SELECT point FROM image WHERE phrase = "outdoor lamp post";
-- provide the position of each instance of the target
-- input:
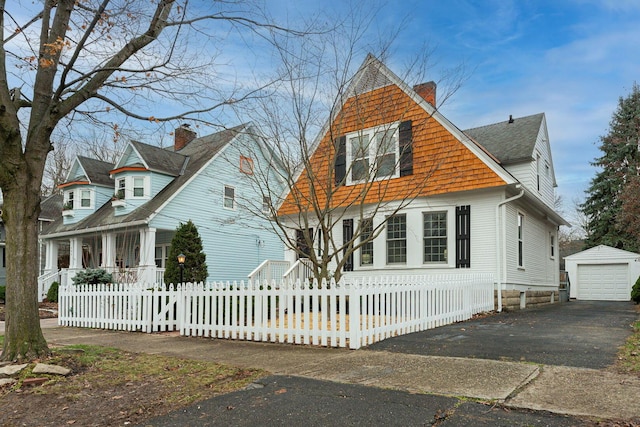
(181, 259)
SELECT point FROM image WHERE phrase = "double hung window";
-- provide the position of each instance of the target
(373, 154)
(397, 239)
(138, 186)
(85, 198)
(68, 202)
(229, 201)
(366, 250)
(121, 185)
(520, 240)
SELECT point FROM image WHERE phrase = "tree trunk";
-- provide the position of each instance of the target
(23, 338)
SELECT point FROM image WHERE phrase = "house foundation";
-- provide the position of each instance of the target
(517, 300)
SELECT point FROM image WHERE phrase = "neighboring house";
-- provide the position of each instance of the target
(49, 210)
(3, 251)
(122, 216)
(479, 200)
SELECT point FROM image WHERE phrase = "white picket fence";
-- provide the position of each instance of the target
(328, 314)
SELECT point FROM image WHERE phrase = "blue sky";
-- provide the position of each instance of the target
(569, 59)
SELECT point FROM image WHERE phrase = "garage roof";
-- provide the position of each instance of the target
(604, 253)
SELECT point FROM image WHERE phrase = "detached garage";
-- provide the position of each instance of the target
(602, 273)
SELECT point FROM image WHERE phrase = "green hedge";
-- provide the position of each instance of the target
(635, 292)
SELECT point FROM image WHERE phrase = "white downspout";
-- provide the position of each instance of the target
(501, 245)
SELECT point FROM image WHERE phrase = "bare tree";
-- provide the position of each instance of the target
(92, 62)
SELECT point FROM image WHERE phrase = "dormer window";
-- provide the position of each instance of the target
(373, 154)
(85, 198)
(246, 165)
(138, 187)
(68, 200)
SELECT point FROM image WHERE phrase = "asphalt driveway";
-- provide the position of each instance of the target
(584, 334)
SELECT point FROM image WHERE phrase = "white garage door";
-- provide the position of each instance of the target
(603, 282)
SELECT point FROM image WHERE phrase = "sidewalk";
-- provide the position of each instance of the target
(572, 391)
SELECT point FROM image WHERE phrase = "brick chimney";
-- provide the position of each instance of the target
(427, 91)
(183, 136)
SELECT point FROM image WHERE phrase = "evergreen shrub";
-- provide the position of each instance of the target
(52, 293)
(92, 276)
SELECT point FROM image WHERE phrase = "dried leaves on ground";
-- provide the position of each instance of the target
(111, 387)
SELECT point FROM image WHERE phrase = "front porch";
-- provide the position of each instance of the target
(130, 256)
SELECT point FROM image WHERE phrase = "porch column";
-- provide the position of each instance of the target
(51, 256)
(147, 267)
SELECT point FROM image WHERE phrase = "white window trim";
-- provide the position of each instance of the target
(129, 187)
(145, 192)
(406, 240)
(372, 242)
(224, 197)
(68, 199)
(91, 198)
(124, 188)
(373, 150)
(164, 249)
(266, 205)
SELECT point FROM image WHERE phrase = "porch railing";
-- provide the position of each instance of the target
(44, 283)
(300, 270)
(335, 314)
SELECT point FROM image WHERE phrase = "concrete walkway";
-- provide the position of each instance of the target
(565, 390)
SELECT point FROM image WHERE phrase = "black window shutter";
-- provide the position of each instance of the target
(463, 236)
(340, 144)
(304, 250)
(347, 236)
(405, 139)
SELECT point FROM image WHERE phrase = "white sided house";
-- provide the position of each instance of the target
(122, 216)
(447, 201)
(602, 273)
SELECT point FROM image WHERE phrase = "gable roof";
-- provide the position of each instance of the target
(604, 252)
(196, 155)
(51, 207)
(153, 158)
(96, 171)
(511, 141)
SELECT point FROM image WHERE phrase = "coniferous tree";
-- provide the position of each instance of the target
(609, 201)
(188, 242)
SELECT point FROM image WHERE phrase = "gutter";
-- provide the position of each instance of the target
(501, 257)
(109, 227)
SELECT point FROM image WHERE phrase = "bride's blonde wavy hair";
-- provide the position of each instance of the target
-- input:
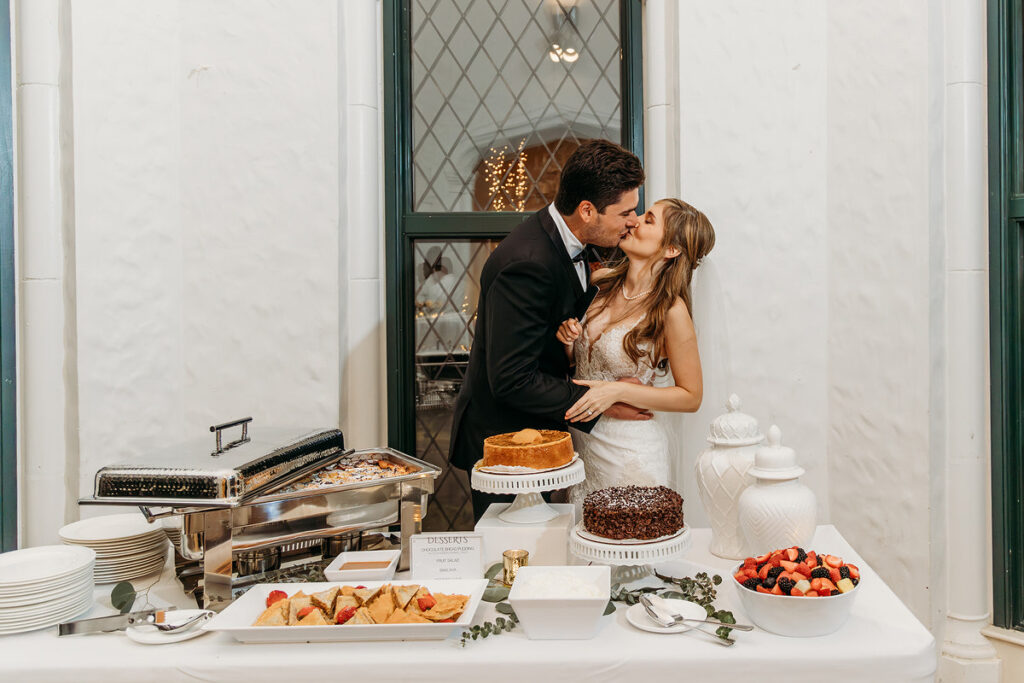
(690, 231)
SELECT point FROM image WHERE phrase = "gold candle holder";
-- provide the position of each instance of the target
(511, 561)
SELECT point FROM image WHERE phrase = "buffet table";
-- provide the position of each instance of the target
(883, 641)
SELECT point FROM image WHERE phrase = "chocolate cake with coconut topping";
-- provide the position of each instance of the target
(633, 512)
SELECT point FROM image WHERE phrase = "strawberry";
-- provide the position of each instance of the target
(274, 596)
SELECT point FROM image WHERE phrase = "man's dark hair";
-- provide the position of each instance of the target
(599, 172)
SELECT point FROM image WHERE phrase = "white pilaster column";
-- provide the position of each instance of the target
(967, 655)
(47, 445)
(364, 403)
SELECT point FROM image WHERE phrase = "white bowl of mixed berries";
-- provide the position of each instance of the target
(791, 592)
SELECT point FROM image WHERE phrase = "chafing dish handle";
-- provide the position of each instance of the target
(227, 425)
(152, 516)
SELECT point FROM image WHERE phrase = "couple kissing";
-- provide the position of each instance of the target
(557, 345)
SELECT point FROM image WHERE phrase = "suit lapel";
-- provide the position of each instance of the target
(548, 223)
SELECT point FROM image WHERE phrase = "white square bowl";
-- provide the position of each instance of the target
(333, 571)
(560, 617)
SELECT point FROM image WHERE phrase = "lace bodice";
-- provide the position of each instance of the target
(606, 359)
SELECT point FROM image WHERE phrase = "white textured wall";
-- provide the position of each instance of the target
(804, 135)
(207, 200)
(753, 139)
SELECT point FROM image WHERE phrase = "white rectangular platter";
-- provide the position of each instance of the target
(237, 620)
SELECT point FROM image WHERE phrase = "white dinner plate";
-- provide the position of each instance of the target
(584, 534)
(238, 619)
(109, 527)
(639, 617)
(148, 635)
(32, 565)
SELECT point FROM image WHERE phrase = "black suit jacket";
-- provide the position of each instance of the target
(518, 375)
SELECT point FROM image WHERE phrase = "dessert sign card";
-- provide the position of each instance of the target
(446, 555)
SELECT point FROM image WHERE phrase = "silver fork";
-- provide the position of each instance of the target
(726, 641)
(167, 628)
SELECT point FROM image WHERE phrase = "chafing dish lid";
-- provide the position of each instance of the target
(193, 472)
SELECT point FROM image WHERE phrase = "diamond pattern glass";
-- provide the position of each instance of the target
(448, 275)
(503, 91)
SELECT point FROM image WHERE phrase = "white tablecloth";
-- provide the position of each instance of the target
(883, 641)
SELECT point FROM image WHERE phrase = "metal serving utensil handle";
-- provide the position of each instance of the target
(217, 429)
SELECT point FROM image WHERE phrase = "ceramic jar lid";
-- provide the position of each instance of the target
(775, 461)
(733, 427)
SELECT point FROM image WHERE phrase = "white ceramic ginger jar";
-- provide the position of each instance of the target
(777, 511)
(722, 476)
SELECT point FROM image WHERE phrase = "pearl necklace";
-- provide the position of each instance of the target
(635, 296)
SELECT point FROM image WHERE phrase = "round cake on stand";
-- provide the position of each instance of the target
(631, 528)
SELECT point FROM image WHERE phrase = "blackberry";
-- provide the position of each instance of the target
(820, 572)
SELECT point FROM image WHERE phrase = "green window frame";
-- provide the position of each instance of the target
(1006, 181)
(8, 412)
(402, 224)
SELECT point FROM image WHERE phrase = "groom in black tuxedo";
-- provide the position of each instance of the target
(518, 375)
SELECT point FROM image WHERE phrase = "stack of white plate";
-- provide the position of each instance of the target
(41, 587)
(127, 546)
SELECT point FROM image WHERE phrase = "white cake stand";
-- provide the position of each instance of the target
(631, 553)
(528, 507)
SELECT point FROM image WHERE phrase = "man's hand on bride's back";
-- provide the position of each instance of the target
(601, 398)
(568, 331)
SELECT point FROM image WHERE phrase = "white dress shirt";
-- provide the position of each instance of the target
(572, 245)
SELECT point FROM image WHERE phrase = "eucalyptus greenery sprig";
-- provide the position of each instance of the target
(699, 589)
(498, 593)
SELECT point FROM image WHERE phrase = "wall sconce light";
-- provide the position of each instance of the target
(566, 34)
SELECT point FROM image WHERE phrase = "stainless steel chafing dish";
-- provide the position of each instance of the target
(240, 499)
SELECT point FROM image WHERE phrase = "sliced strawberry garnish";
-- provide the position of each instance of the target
(275, 596)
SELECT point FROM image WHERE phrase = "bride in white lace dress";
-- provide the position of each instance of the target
(638, 325)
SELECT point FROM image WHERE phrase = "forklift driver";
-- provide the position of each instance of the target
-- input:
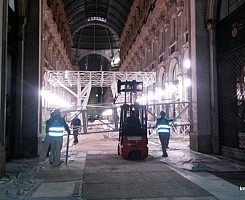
(133, 121)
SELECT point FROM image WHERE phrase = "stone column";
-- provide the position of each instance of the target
(211, 27)
(3, 22)
(200, 136)
(31, 126)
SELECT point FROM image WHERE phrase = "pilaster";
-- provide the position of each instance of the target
(200, 136)
(31, 82)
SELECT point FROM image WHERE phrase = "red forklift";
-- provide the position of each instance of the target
(133, 139)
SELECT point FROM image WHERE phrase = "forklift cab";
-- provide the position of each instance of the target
(133, 132)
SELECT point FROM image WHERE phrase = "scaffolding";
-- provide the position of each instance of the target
(73, 81)
(79, 84)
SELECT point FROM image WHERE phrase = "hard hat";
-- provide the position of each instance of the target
(55, 112)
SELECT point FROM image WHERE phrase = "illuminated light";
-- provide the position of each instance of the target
(53, 99)
(159, 93)
(107, 112)
(187, 63)
(170, 89)
(187, 82)
(101, 19)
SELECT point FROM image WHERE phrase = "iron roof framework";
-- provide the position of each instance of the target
(73, 81)
(96, 24)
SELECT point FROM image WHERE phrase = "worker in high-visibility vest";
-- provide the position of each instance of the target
(56, 127)
(163, 129)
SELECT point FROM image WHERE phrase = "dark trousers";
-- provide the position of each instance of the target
(164, 137)
(75, 134)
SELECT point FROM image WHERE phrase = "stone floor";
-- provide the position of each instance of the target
(95, 171)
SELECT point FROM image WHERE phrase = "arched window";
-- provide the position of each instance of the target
(175, 72)
(228, 6)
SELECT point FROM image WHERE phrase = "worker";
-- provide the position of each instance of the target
(133, 121)
(163, 129)
(56, 127)
(76, 125)
(46, 146)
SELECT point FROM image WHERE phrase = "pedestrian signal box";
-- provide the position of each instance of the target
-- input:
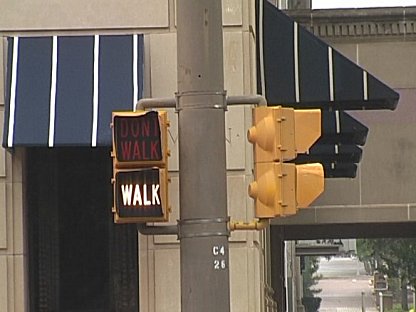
(278, 135)
(140, 160)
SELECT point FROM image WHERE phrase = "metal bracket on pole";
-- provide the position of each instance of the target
(145, 229)
(203, 228)
(256, 225)
(255, 99)
(215, 100)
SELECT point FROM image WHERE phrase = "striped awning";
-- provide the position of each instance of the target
(297, 69)
(61, 90)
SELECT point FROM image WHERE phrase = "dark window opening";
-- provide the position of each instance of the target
(79, 260)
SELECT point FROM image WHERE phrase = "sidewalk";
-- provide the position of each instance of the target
(348, 310)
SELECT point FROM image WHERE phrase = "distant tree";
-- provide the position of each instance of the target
(310, 276)
(391, 256)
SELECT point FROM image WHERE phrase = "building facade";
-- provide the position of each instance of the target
(59, 249)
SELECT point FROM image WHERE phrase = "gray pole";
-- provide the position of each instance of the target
(203, 231)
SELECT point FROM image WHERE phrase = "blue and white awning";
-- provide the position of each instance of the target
(61, 90)
(295, 68)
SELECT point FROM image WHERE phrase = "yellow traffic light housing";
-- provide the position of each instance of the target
(140, 160)
(278, 135)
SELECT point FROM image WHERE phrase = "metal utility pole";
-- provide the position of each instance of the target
(201, 105)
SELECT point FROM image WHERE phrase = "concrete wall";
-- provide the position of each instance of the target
(386, 172)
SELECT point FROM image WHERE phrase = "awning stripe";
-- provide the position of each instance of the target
(61, 90)
(52, 108)
(95, 97)
(293, 56)
(12, 103)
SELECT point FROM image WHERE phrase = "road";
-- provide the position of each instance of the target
(345, 286)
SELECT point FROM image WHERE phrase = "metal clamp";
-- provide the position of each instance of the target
(191, 228)
(213, 99)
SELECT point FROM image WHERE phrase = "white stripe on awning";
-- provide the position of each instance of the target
(61, 90)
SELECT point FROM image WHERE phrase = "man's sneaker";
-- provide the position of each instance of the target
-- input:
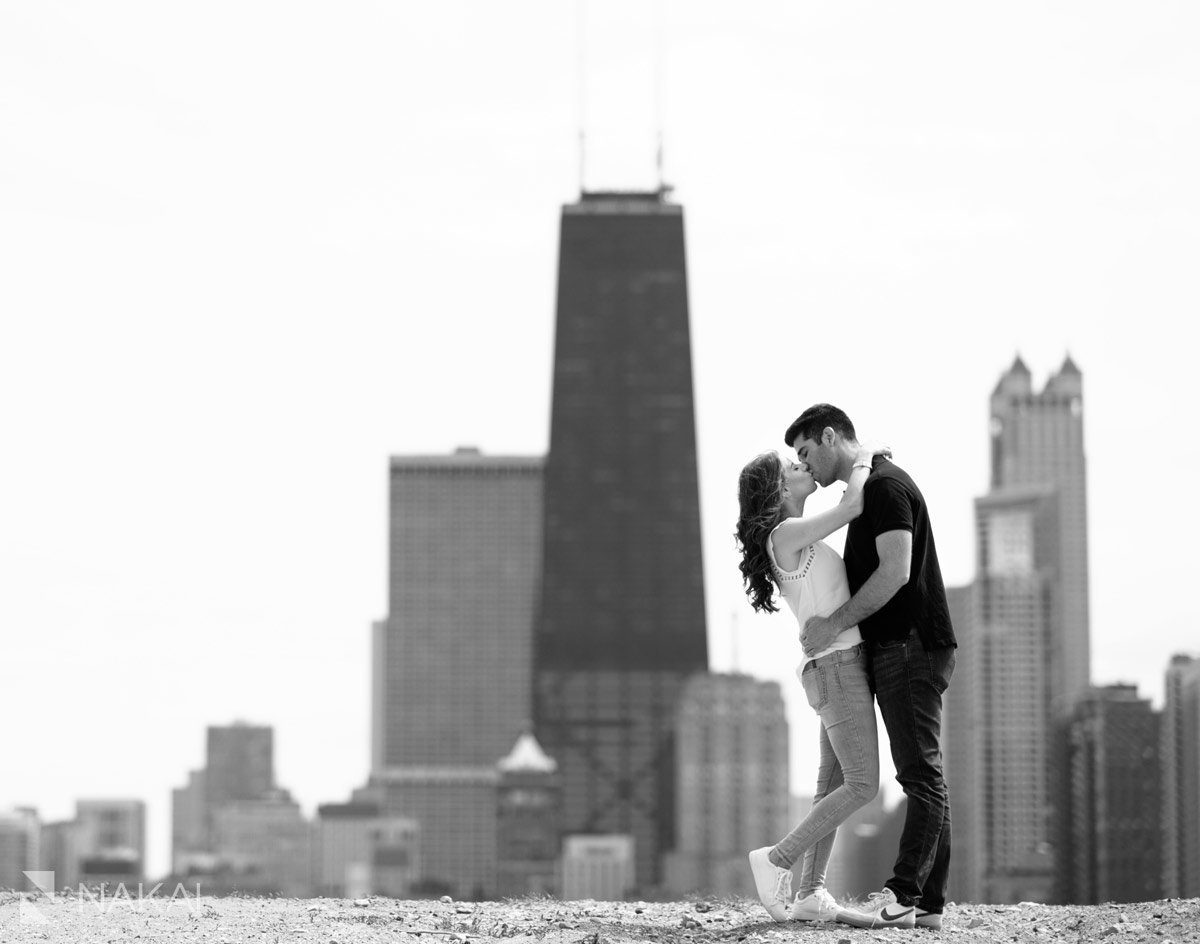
(881, 911)
(774, 884)
(931, 920)
(819, 906)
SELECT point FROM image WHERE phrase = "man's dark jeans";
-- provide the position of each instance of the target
(909, 681)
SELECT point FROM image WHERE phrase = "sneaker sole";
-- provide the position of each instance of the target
(815, 919)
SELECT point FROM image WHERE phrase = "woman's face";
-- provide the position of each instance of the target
(797, 479)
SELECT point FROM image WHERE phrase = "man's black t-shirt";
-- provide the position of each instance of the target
(893, 503)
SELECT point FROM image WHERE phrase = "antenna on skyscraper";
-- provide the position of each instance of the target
(581, 55)
(658, 95)
(733, 642)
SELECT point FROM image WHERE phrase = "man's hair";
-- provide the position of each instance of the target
(815, 419)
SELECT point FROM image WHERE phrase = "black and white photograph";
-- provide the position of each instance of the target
(599, 470)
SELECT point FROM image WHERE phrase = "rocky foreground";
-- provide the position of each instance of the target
(232, 920)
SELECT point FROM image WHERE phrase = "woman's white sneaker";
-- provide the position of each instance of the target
(820, 906)
(774, 884)
(881, 911)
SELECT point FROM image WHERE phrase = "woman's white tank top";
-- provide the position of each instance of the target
(816, 588)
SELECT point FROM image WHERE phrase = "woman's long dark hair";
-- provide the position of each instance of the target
(760, 499)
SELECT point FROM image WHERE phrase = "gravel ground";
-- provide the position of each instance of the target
(340, 921)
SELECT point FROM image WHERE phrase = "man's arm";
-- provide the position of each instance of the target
(895, 563)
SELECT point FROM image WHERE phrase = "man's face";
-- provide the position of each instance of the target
(820, 458)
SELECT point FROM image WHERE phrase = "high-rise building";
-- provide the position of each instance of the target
(622, 617)
(1181, 779)
(263, 845)
(1037, 440)
(109, 839)
(189, 824)
(19, 847)
(60, 853)
(528, 821)
(1023, 629)
(1111, 849)
(731, 787)
(1013, 789)
(453, 661)
(359, 851)
(599, 867)
(240, 763)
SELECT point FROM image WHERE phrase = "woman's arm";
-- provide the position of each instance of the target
(795, 534)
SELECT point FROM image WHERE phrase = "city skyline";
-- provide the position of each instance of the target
(240, 290)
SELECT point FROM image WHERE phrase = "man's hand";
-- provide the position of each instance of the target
(819, 633)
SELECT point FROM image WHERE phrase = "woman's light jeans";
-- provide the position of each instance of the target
(849, 774)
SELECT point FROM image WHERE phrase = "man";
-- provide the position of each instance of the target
(898, 601)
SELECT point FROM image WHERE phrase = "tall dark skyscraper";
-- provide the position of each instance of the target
(622, 621)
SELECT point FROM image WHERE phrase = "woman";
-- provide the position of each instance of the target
(783, 551)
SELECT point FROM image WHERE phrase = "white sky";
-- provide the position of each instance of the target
(249, 250)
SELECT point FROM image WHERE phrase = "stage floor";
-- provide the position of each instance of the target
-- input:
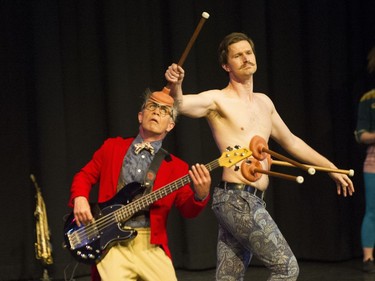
= = =
Written request
Please filter the listing above and copy each line that contains the string "tree".

Finished answer
SELECT point FROM image WHERE phrase = "tree trunk";
SELECT point FROM image WHERE phrase = "bare tree";
SELECT point FROM image WHERE phrase = "coniferous tree";
SELECT point FROM image WHERE phrase = "distant tree";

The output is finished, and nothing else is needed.